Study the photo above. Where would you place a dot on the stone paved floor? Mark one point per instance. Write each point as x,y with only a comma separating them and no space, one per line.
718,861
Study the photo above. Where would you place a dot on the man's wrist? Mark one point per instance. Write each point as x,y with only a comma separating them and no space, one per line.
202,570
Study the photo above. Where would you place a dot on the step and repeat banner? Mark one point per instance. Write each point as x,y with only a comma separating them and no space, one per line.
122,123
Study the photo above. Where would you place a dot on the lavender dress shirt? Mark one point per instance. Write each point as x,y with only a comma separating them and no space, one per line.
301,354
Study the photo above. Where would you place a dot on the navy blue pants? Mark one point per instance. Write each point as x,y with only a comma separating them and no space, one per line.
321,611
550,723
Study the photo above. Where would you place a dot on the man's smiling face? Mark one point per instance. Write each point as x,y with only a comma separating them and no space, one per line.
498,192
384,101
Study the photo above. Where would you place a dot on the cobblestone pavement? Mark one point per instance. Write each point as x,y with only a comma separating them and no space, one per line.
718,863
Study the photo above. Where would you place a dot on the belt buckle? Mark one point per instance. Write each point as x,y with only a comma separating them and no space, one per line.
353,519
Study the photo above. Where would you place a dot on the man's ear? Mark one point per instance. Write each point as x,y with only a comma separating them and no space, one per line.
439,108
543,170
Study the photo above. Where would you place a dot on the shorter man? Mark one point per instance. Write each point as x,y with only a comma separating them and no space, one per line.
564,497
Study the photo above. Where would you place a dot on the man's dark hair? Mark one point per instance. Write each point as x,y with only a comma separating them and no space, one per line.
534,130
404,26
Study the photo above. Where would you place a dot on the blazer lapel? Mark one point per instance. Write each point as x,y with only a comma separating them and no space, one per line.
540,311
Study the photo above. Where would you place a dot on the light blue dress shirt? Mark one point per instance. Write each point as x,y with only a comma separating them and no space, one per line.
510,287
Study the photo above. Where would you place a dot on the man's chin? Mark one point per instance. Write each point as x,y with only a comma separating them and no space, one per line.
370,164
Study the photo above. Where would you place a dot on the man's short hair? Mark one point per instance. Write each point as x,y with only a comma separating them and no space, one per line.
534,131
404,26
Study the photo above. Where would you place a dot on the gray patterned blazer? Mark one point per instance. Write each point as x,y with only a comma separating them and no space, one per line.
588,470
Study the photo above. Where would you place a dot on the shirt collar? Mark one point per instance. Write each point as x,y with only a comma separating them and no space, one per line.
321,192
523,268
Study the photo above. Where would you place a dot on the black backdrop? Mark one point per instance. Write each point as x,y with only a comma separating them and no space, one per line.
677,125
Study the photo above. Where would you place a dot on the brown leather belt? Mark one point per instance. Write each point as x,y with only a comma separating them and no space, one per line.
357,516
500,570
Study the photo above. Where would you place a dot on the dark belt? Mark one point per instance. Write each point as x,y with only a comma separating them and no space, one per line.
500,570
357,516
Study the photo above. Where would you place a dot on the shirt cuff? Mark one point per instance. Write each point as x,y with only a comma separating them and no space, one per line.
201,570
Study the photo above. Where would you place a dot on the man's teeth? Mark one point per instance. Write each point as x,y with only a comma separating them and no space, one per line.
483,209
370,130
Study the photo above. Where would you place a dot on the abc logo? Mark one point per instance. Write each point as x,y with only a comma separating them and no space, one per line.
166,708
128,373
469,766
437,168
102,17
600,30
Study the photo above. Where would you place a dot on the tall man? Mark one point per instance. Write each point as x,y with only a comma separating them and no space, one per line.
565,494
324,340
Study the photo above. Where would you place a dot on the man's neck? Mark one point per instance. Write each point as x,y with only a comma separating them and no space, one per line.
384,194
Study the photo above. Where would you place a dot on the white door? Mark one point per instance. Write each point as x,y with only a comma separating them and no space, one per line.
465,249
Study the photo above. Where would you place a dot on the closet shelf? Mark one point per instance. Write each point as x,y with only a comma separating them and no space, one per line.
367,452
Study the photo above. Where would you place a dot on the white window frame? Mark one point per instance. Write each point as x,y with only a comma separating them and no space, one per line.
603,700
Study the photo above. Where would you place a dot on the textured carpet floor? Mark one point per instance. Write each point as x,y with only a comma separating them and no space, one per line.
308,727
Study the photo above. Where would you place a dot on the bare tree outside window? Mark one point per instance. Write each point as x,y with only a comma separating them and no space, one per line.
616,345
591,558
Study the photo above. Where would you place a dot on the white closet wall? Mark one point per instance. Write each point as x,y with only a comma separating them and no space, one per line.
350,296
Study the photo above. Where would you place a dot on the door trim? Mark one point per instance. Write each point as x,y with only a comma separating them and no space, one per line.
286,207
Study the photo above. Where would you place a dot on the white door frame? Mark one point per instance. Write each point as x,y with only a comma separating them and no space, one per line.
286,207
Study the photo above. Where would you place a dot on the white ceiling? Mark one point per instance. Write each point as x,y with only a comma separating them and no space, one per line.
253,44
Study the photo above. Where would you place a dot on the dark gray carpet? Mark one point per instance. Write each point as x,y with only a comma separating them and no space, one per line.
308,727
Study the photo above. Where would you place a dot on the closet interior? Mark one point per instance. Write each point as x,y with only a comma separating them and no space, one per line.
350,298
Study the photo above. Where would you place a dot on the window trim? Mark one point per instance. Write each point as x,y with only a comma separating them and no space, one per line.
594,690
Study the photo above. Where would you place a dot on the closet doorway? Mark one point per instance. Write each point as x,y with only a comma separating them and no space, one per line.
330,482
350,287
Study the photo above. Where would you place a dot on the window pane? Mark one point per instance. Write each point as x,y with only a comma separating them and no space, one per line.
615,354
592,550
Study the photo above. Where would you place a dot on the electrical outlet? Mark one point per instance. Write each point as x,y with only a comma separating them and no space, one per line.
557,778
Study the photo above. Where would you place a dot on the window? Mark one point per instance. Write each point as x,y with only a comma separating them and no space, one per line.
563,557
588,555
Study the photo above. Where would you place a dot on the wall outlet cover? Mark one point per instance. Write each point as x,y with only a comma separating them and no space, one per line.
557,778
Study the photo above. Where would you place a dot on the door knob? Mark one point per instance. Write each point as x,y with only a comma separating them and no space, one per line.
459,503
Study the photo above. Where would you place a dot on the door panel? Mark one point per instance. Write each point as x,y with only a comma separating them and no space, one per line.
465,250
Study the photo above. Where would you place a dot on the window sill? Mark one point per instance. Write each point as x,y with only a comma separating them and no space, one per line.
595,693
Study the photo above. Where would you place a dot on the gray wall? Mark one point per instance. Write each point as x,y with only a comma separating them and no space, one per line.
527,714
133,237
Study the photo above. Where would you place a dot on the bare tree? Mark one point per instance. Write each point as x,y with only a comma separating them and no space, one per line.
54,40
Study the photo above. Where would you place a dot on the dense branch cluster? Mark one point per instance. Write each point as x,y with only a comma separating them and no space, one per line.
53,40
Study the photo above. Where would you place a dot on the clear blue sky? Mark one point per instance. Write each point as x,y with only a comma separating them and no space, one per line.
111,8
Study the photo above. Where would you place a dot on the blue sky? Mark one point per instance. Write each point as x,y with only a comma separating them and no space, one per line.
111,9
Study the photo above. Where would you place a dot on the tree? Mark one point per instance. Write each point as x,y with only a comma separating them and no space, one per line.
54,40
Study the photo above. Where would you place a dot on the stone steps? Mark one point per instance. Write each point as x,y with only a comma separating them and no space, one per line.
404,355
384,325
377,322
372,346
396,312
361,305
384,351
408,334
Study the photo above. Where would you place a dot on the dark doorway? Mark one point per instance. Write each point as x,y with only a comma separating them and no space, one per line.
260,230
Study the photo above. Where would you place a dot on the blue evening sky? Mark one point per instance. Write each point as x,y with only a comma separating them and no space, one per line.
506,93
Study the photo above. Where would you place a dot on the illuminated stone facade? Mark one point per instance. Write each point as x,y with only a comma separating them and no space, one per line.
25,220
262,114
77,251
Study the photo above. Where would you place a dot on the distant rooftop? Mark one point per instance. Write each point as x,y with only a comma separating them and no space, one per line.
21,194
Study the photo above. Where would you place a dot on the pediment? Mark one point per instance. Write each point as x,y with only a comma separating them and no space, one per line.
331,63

********************

### Task description
Take the line holding "on the clear" and all lines after it through the end of the data, and set them down exactly.

### Solution to this task
Study the photo above. Where would you place a dot on the clear blue sky? Mark one point per instance. Write each point as x,y with only a comma separating them and no space, one per line.
111,8
Study the photo above. Where would you place a dot on the blue sky? Mark one point per instance. Write each point as x,y with only a comma separating them and no space, one per line.
111,9
Study the photo above. Where would you place a dot on the tree? Mark one point per instance. Write each point as x,y with only a comma separating them and no space, one per line.
54,40
Study the photo above. Where would you place a dot on the stone steps? Mark one point per instance. Write each point as x,y with only a comma separating them and no space, one per line.
404,355
384,325
377,322
372,346
396,312
361,305
384,351
408,334
Study the photo above. Where would you place a dot on the dark doorway? Mark one point per instance. Write each point as x,y with only a comma separating them and no space, one per line.
260,230
Study the photo above. Where would you place a dot on the blue evening sky? Mark one point per instance. Write each point as x,y with only a comma separating them and no space, one per line.
506,93
Study the photo above. Where would you place a dot on the illuminated stone facade? Mark one point per instance. Write each point as x,y with only a comma separating them and no space, one per line.
25,220
262,114
77,251
Study the photo above. Where would you place a dot on the distant rooftop? Mark one point per instance. Write each point as x,y with only a comma separating them and no space, one per line.
21,194
Study the photo above. Where would you place a dot on the pediment? Mark one point per instance. Write each point as x,y with only a comma separating them and no space, one per line.
331,63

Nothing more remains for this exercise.